Quote all of the entries word for word.

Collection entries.
-- -- --

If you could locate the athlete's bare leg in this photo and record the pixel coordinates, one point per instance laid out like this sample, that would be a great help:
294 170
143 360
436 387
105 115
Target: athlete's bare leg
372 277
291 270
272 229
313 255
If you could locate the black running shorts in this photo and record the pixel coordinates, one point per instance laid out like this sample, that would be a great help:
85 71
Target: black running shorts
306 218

-- -- --

Complete response.
If you could locate the athlete's bare leg in this photo and record the pixel coordinates, one point per instance laid out like this sample, that would be a great help:
294 170
143 360
436 387
105 115
Target: athlete's bare leg
372 277
291 270
272 229
313 255
If you could locate the black running shorts in this photo and record the pixel coordinates, one point per instance laid out like this sample, that would be a great help:
85 71
Target: black running shorts
306 218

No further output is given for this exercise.